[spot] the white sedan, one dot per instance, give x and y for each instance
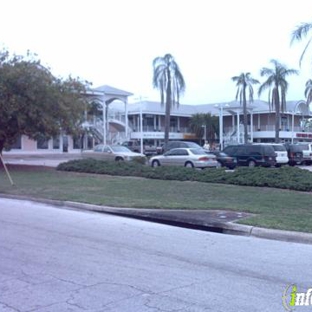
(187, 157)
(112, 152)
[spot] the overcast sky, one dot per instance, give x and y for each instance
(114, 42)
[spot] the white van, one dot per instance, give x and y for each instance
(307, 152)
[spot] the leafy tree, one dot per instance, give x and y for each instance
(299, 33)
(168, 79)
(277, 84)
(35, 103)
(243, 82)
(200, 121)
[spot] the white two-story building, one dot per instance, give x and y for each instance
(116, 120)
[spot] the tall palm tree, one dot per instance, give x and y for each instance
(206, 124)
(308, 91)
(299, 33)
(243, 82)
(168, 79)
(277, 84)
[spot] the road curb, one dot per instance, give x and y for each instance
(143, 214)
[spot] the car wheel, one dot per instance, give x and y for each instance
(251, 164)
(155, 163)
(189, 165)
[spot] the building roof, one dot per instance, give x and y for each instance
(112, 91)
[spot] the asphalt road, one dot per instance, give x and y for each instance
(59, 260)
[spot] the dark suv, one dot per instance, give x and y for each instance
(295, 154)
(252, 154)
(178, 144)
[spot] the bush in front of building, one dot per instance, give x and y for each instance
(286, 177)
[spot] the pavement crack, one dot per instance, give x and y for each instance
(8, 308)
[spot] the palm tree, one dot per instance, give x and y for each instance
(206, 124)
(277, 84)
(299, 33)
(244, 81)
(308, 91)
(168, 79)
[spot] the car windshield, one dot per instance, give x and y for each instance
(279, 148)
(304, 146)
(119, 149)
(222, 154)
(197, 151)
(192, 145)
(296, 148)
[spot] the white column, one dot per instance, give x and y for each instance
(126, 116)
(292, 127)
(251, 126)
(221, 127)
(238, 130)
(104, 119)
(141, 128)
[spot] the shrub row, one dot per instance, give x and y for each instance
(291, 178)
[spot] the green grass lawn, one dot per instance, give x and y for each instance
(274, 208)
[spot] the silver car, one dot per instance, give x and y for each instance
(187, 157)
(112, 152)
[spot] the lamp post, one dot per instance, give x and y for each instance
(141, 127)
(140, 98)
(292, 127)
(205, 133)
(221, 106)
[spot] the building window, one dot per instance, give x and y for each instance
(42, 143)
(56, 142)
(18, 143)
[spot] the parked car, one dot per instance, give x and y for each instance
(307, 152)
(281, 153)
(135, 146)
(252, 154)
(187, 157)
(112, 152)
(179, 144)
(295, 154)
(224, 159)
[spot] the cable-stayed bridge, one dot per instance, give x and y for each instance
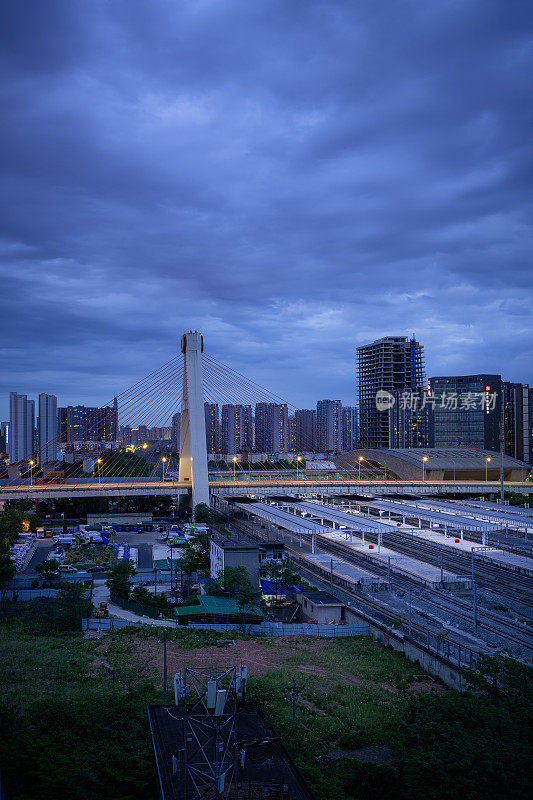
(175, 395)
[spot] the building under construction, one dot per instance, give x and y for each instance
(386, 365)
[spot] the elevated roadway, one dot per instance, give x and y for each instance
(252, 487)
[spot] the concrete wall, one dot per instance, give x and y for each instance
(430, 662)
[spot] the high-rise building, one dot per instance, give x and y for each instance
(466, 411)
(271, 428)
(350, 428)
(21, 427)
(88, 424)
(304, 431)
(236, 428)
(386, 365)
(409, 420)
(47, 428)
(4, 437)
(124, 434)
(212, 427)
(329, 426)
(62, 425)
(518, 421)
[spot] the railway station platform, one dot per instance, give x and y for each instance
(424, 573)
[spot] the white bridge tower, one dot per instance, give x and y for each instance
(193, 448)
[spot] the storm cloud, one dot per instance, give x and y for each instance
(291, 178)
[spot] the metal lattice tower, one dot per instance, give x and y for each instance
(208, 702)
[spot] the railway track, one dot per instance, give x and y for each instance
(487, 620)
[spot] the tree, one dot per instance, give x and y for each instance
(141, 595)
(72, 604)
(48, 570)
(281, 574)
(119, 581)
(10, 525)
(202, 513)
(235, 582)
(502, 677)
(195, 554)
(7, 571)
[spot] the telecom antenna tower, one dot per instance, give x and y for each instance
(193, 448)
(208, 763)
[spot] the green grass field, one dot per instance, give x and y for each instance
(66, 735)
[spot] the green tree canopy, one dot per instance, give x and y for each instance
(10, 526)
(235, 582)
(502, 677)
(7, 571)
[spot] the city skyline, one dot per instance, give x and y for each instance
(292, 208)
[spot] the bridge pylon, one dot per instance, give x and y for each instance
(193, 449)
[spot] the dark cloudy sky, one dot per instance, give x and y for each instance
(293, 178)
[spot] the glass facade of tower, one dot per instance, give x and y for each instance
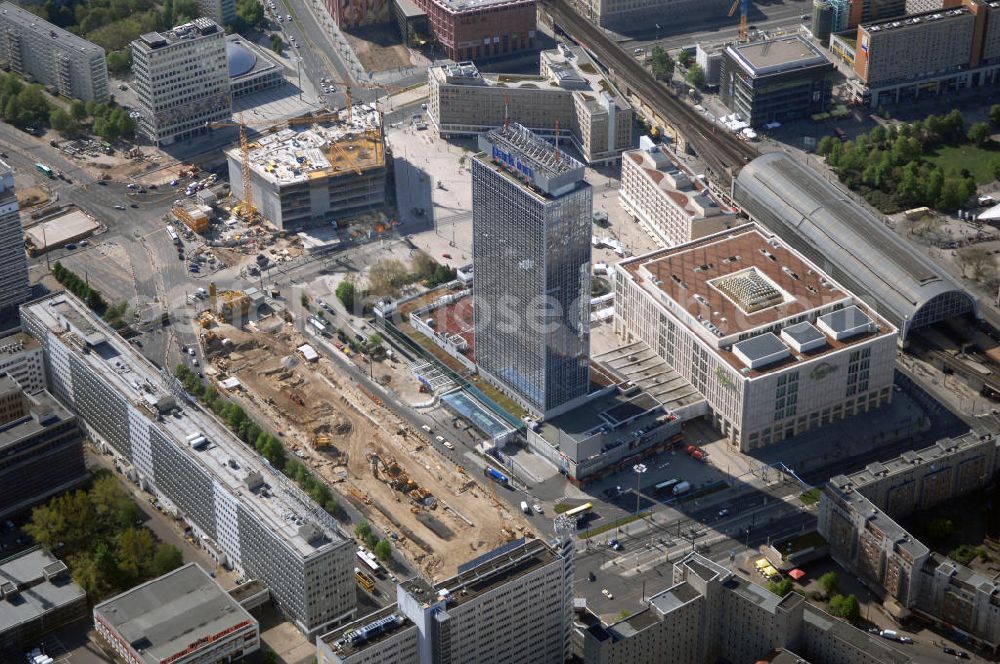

################

▶ [WHAT THE TASK ASKS] Convert every row above into a JSON list of strings, with one string per line and no blank lines. Leave the pictures out.

▶ [EXERCISE SOLUTION]
[
  "[spot] the white sedan, one dot per instance, give x and y for each instance",
  "(187, 157)",
  "(112, 152)",
  "[spot] the overcast sky, one dot per instance, give x and y for each instance",
  "(114, 42)",
  "[spot] the white van, one dot per instance, give x and y for each instance",
  "(307, 152)",
  "[spot] the leafy tree, one dot per instance, give x and y for each instance",
  "(299, 33)",
  "(168, 79)",
  "(277, 84)",
  "(35, 103)",
  "(243, 82)",
  "(200, 121)",
  "[spot] the white two-story building, one dot per instance, give x and y for each instance",
  "(116, 120)",
  "[spot] the tall palm tree, one dot per instance, give x and y for each instance",
  "(206, 124)",
  "(308, 91)",
  "(299, 33)",
  "(243, 82)",
  "(168, 79)",
  "(277, 84)",
  "[spot] the road curb, one dot per instance, give x and y for each instance",
  "(143, 214)",
  "[spot] the car wheel, one dot per instance, give x and y for each instance",
  "(251, 164)",
  "(155, 163)",
  "(189, 165)",
  "[spot] the building roof, one dot per instance, give x and y for each instance",
  "(112, 91)",
  "[spot] the asphalt road, one dot per instance, give x and y for each instance",
  "(59, 260)",
  "[spot] the dark suv, one dot per instance, give x and y for each instance",
  "(295, 154)",
  "(252, 154)",
  "(178, 144)",
  "[spot] the bush in front of building, one dot per instance, give x and y for each instance",
  "(286, 177)",
  "[spot] the pavement crack, one dot per instance, give x and y for each instance",
  "(8, 308)",
  "[spot] the palm tree, one dot per instance, give x and y for each instance",
  "(206, 124)",
  "(277, 84)",
  "(299, 33)",
  "(244, 81)",
  "(308, 91)",
  "(168, 79)",
  "[spot] the car windshield, one dot per instance, give x and y for each instance",
  "(279, 148)",
  "(304, 146)",
  "(119, 149)",
  "(222, 154)",
  "(197, 151)",
  "(192, 145)",
  "(296, 148)",
  "[spot] the white column, one dot per instance, give x and y for each instance",
  "(126, 116)",
  "(292, 127)",
  "(251, 126)",
  "(221, 127)",
  "(238, 130)",
  "(104, 119)",
  "(141, 128)",
  "[spot] the shrub row, one dot per instance, give x and y for each instance",
  "(291, 178)",
  "[spot] the green grass lawn, one dot per instance, give x and y for each instance",
  "(274, 208)",
  "[spot] the silver car, one dot per instance, give x and y for each instance",
  "(187, 157)",
  "(112, 152)",
  "[spot] the lamp post, one dot per instance, give x and y for each instance",
  "(141, 127)",
  "(140, 98)",
  "(292, 127)",
  "(205, 133)",
  "(221, 106)",
  "[spot] the building window, one dot per instance, give x and y for each instance",
  "(42, 143)",
  "(56, 142)",
  "(18, 143)",
  "[spot] the parked car, one dot per instance, give x and y for each instance",
  "(307, 152)",
  "(281, 153)",
  "(135, 146)",
  "(252, 154)",
  "(187, 157)",
  "(112, 152)",
  "(179, 144)",
  "(295, 154)",
  "(224, 159)",
  "[spot] the cable-stayed bridge, one dot per instance, give x and y for each instance",
  "(175, 395)",
  "[spot] the building under construction, one dot per instance, give x and y for each instance",
  "(386, 365)",
  "[spot] the elevated roadway, one dot per instance, give x and y for each instance",
  "(252, 487)",
  "[spot] the concrete wall, one dot per instance, give x and y for each instance",
  "(430, 662)",
  "[spot] the high-rise building, one dot per instance, give x and y for each instance",
  "(466, 411)",
  "(271, 428)",
  "(350, 428)",
  "(21, 427)",
  "(88, 424)",
  "(304, 431)",
  "(236, 428)",
  "(386, 365)",
  "(409, 420)",
  "(47, 428)",
  "(4, 437)",
  "(124, 434)",
  "(212, 427)",
  "(329, 426)",
  "(62, 425)",
  "(518, 421)",
  "[spot] the railway station platform, one dot per instance, give x and y for each instance",
  "(424, 573)",
  "[spot] the white bridge tower, one dot per instance, give x and y for each instance",
  "(193, 448)",
  "[spot] the storm cloud, one dot per instance, give x and y for each instance",
  "(291, 178)",
  "[spot] the metal lattice tower, one dot per instance, give x and y for each instance",
  "(208, 702)",
  "[spot] the railway track, one dot per instance, give x and y for each instance",
  "(487, 620)",
  "[spot] the tree, one dot per instance, give x and y for each instance",
  "(141, 595)",
  "(72, 604)",
  "(48, 570)",
  "(281, 574)",
  "(119, 581)",
  "(10, 525)",
  "(202, 513)",
  "(235, 582)",
  "(502, 677)",
  "(195, 554)",
  "(7, 571)",
  "[spot] the telecom antenna tower, one dot per instance, give x and y for each instance",
  "(193, 448)",
  "(208, 763)",
  "[spot] the green grass field, one dot per instance, give x and y for each instance",
  "(66, 735)",
  "[spot] the green tree canopy, one dot per instance, give x and y for each instance",
  "(10, 526)",
  "(235, 582)",
  "(502, 677)",
  "(7, 571)",
  "[spot] the city skyline, one dot per instance, give x and y for each instance",
  "(292, 208)",
  "[spot] the bridge pylon, one dot per instance, give x and y for each instance",
  "(193, 449)",
  "[spot] the dark cloudy sky, one dot per instance, give x and y for each instance",
  "(293, 178)",
  "[spot] the glass facade of tower, one dot per instance, give x and y for each instance"
]